§ GOAL:
Copy every line of the data below that contains the string "building".

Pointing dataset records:
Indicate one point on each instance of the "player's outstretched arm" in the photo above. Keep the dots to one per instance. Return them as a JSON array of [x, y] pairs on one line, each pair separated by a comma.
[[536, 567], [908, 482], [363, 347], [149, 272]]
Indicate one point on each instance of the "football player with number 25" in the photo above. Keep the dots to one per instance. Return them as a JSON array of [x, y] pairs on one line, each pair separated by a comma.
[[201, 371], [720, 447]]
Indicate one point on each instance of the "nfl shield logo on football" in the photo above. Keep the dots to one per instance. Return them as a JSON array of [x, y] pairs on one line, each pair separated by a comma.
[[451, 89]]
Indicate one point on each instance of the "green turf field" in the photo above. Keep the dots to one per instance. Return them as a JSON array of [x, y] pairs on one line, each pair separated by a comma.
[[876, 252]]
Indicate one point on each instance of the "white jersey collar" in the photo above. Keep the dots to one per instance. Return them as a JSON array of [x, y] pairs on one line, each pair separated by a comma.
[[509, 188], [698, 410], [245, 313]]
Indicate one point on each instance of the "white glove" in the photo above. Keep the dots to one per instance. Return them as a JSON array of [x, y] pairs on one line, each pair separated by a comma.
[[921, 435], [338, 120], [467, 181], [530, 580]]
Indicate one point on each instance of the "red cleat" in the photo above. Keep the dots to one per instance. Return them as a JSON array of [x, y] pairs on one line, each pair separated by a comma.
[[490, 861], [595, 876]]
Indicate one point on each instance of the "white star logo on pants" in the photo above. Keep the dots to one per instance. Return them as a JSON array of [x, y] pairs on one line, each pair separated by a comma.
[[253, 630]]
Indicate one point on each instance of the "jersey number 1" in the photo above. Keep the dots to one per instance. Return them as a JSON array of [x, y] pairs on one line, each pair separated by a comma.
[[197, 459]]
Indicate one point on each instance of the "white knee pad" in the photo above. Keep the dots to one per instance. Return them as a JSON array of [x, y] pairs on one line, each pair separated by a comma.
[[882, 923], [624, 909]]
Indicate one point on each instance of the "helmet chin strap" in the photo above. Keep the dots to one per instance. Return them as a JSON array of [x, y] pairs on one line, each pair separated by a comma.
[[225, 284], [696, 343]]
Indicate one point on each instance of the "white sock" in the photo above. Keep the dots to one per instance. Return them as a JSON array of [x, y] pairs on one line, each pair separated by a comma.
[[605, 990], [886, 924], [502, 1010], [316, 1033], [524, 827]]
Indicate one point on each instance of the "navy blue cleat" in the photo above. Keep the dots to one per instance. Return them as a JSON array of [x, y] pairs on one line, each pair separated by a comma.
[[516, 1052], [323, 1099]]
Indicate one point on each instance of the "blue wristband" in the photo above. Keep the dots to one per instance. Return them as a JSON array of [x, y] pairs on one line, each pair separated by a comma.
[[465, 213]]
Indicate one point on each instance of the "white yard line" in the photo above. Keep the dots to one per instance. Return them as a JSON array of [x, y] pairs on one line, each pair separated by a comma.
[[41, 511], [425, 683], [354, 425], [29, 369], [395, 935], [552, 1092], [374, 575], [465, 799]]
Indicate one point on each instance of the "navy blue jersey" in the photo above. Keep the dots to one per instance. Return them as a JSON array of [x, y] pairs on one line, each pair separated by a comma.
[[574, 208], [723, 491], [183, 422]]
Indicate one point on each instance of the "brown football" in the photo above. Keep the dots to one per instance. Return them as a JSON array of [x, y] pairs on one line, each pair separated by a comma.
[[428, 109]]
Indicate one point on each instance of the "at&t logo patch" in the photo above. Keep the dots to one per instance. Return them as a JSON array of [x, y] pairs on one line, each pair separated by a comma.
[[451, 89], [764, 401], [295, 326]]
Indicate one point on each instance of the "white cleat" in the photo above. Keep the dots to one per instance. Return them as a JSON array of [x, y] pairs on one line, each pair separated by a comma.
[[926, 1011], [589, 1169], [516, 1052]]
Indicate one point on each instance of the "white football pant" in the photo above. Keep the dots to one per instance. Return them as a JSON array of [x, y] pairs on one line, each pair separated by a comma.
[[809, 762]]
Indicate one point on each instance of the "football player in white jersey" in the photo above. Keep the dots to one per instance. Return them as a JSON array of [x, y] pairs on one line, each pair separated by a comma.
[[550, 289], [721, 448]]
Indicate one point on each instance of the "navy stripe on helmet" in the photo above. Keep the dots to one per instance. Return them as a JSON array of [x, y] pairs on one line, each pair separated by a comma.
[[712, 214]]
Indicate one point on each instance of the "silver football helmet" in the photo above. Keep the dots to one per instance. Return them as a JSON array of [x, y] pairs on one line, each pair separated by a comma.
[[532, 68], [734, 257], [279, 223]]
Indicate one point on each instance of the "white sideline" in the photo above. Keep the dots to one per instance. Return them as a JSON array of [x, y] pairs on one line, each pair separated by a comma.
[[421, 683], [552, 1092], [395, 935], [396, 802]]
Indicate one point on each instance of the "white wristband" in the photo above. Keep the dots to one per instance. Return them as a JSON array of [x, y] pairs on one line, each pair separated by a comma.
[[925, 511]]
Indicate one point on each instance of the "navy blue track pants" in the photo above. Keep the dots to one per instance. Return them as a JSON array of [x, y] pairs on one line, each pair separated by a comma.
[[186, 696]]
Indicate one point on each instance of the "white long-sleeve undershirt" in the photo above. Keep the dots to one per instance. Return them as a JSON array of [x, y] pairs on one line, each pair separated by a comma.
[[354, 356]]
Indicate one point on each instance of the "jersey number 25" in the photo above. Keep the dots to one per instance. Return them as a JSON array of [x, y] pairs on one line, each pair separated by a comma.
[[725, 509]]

---

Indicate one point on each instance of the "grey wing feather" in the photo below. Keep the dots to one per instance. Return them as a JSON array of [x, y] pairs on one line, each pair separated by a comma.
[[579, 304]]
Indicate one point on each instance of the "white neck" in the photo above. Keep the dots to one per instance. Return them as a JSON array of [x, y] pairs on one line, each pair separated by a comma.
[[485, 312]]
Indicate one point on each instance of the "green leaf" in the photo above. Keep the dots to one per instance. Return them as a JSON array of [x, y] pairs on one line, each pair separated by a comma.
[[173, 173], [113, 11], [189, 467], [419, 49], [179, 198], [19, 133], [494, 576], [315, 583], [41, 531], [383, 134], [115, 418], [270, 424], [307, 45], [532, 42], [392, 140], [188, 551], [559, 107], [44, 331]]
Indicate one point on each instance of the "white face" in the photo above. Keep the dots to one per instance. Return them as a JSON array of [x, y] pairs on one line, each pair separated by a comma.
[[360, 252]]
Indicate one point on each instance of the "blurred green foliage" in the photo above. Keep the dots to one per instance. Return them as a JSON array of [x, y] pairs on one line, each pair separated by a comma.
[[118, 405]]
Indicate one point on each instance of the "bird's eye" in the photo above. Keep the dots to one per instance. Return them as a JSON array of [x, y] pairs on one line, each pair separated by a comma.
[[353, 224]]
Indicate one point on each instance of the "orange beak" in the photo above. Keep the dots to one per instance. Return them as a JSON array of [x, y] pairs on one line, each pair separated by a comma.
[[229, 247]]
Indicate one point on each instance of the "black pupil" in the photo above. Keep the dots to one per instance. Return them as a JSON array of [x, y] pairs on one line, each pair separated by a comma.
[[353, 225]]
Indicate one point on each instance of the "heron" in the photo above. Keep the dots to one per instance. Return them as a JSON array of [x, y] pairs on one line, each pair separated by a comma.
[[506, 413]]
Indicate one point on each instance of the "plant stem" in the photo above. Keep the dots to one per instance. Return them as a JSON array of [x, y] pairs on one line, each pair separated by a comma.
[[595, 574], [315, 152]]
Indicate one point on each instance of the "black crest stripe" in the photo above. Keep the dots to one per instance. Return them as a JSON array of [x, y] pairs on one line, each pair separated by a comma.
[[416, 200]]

---

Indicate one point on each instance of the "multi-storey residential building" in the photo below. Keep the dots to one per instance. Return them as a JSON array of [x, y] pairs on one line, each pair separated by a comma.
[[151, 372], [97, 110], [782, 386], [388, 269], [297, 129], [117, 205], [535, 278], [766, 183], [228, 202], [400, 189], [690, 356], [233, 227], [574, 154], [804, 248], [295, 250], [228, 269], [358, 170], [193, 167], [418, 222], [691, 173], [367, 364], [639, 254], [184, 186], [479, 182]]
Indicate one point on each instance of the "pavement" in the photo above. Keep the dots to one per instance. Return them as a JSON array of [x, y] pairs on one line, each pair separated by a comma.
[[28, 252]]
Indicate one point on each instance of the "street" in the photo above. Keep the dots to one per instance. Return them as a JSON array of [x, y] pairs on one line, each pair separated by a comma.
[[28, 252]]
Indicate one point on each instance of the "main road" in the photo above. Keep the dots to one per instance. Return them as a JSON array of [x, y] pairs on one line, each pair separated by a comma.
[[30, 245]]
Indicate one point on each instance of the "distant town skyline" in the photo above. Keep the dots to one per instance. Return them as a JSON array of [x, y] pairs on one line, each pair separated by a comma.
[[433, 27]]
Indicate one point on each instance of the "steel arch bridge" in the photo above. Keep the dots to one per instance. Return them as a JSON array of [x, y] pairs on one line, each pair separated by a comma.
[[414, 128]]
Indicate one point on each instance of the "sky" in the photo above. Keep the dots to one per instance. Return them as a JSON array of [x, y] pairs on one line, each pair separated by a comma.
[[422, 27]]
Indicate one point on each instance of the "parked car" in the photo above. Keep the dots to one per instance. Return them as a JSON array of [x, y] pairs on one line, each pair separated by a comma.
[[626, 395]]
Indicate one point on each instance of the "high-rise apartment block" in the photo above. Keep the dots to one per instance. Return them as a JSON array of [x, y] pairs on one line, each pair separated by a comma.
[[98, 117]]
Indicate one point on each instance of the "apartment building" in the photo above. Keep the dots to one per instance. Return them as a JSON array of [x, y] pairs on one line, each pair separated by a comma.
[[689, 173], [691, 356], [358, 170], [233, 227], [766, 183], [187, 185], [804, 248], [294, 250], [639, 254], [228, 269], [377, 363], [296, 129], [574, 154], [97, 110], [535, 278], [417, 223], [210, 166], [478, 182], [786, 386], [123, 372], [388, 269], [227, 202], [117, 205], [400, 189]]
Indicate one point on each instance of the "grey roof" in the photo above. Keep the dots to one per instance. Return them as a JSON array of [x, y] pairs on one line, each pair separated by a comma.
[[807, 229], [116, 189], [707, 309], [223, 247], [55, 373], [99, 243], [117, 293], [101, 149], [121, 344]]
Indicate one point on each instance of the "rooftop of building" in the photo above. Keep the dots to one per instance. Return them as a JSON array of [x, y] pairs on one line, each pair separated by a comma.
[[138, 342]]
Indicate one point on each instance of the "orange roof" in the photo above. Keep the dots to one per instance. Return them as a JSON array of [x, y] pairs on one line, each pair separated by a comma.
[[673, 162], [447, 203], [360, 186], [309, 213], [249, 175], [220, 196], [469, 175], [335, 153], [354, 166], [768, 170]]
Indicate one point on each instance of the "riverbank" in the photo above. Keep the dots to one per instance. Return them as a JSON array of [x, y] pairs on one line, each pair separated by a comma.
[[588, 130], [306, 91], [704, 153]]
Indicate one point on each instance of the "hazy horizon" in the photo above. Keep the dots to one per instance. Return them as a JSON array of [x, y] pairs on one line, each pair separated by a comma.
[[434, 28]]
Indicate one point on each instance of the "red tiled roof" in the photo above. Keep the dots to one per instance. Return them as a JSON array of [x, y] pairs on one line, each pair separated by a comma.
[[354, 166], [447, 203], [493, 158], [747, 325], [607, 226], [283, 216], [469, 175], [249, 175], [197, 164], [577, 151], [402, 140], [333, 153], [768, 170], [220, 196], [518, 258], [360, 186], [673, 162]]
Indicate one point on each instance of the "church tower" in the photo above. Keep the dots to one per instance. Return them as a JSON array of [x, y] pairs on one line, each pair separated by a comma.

§ SOLUTION TO THE PROBLEM:
Indicate one point on each instance of the "multi-storey residential building" in the photo below. Keep the dots to one per instance. Return them as a JSON array of [x, y] pairs on one line, each pair separated by a comma.
Indicate one point on each instance of the "apartment building" in the photo above. Keep the dots to one per instance. Return them as a JSON array of [x, y] pairs on one line, each pair separated by a comma.
Indicate one point on each instance of the "rooftop of building" in the photo above. Keep the dots to one per instance. Return them as a JSON array of [x, y] pairs on one line, each pair separated by a comma.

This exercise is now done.